:: Text
And by the tail of the document, which is torn, I see she goes on
to ask the bereaved family to seek her a new place. It is
extraordinary that people should have been so deceived in so
careless an impostor; that a few sprinkled 'God willings' should
have blinded them to the essence of this venomous letter; and that
they should have been at the pains to bind it in with others (many
of them highly touching) in their memorial of harrowing days. But
the good ladies were without guile and without suspicion; they were
victims marked for the axe, and the religious impostors snuffed up
the wind as they drew near.

I have referred above to my grandmother; it was no slip of the pen:
for by an extraordinary arrangement, in which it is hard not to
suspect the managing hand of a mother, Jean Smith became the wife
of Robert Stevenson. Mrs. Smith had failed in her design to make
her son a minister, and she saw him daily more immersed in business
and worldly ambition. One thing remained that she might do: she
might secure for him a godly wife, that great means of
sanctification; and she had two under her hand, trained by herself,
her dear friends and daughters both in law and love--Jean and
Janet. Jean's complexion was extremely pale, Janet's was florid;
my grandmother's nose was straight, my great-aunt's aquiline; but
by the sound of the voice, not even a son was able to distinguish
one from other. The marriage of a man of twenty-seven and a girl
of twenty who have lived for twelve years as brother and sister, is
difficult to conceive. It took place, however, and thus in 1799
the family was still further cemented by the union of a
representative of the male or worldly element with one of the
female and devout.
::::
Challenges
[1] Answer these questions from the text:
(a) What does the torn tail of the document show the writer of the letter asking the bereaved family to do?
(b) What trait of Jean and Janet could not even a son use to distinguish one from the other?
(c) In what year did the marriage of Jean Smith and Robert Stevenson take place?
[2] List every person mentioned by name in the text.
:: Supplied entries
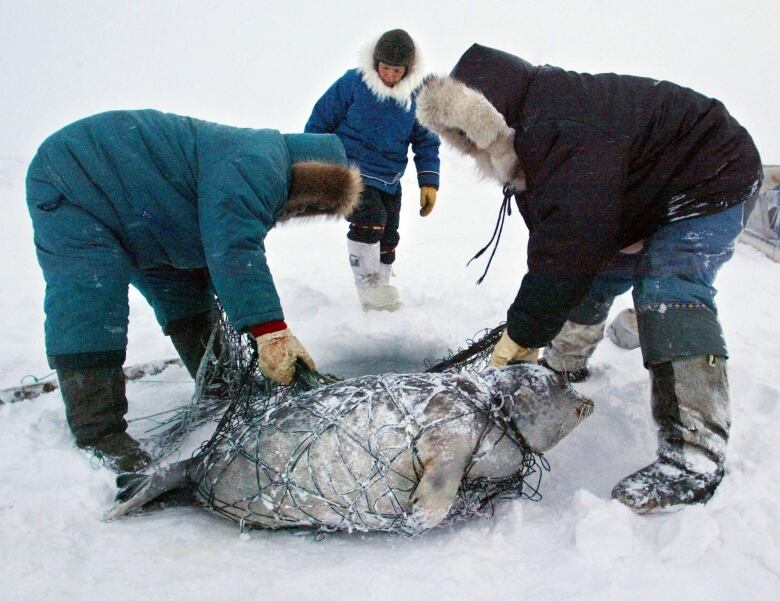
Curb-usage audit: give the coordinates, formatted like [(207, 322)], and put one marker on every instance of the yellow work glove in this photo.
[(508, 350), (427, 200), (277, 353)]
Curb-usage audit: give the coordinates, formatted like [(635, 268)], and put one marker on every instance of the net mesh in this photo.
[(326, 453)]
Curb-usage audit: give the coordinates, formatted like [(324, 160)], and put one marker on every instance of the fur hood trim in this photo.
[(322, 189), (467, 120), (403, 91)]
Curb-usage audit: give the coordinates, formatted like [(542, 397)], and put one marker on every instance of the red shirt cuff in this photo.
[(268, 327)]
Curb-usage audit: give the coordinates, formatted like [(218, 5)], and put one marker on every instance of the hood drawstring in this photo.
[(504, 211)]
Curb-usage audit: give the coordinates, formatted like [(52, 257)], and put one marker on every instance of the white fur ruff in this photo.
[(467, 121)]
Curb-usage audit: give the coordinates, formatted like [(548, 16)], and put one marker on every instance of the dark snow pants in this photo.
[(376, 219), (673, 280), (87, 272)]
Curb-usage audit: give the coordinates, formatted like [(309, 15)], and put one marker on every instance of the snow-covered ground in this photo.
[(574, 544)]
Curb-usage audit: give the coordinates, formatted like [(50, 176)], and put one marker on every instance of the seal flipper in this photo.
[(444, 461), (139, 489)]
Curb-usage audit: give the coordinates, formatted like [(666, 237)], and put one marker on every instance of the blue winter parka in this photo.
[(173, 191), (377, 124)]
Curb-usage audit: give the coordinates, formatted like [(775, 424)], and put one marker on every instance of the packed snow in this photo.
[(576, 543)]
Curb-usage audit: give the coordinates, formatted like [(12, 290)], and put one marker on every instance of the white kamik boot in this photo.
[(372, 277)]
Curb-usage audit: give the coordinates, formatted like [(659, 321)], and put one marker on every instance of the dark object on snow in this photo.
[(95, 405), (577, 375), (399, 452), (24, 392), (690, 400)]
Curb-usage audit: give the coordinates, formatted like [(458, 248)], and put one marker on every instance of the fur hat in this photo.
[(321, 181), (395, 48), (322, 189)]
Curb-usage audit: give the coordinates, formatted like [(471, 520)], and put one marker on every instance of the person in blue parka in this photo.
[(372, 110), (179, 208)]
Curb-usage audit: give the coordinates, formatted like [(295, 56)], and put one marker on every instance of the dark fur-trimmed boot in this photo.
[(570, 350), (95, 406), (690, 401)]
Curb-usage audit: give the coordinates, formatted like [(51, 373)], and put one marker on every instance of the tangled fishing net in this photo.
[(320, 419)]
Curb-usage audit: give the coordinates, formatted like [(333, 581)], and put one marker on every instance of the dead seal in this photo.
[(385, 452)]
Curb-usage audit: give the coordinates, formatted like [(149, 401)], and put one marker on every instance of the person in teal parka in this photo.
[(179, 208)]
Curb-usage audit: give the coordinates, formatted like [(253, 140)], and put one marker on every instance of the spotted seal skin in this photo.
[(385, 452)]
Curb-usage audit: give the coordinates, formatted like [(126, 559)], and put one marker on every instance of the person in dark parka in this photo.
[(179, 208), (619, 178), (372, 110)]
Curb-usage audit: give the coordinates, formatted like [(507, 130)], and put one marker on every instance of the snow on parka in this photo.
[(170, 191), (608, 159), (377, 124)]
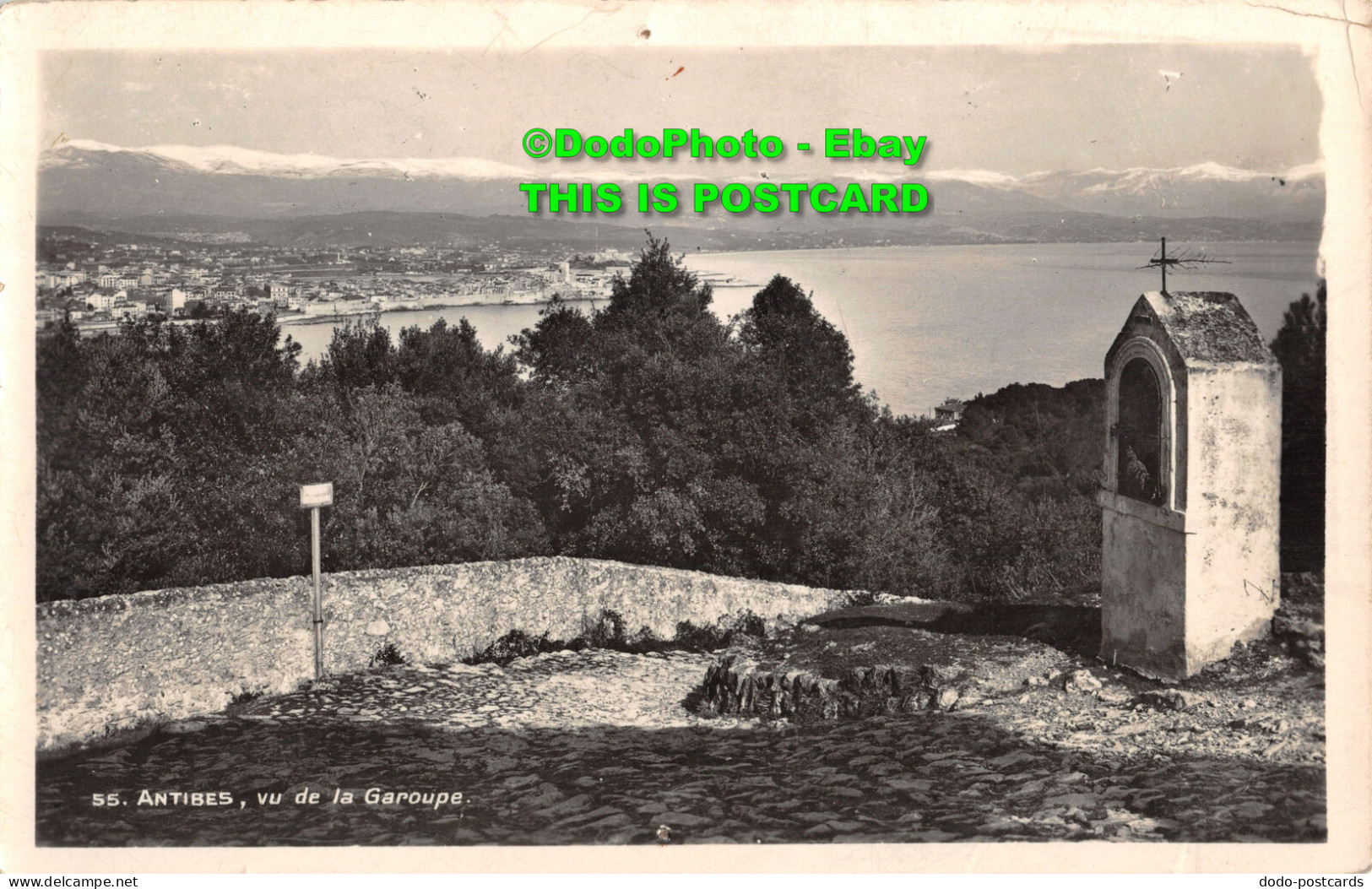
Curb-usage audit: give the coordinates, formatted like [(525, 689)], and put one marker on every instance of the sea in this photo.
::::
:: Supplied entries
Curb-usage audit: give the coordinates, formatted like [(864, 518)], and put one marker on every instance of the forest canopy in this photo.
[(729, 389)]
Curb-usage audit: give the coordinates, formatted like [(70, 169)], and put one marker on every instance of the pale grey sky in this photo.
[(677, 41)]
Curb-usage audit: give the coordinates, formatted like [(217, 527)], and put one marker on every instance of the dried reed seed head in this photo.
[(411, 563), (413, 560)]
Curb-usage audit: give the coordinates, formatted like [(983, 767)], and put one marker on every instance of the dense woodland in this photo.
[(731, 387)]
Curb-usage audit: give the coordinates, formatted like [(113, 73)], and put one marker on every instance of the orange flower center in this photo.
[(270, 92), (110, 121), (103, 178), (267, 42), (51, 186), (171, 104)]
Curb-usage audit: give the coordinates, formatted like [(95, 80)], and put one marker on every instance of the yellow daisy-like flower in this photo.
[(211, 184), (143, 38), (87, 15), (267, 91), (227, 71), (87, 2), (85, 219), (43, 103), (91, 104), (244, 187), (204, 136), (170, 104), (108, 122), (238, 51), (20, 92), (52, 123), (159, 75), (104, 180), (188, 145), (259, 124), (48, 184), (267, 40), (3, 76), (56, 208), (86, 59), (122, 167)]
::::
Exercise answers
[1]
(a) To seek her a new place.
(b) The sound of the voice.
(c) 1799.

[2] Jean Smith, Robert Stevenson, Mrs. Smith, Janet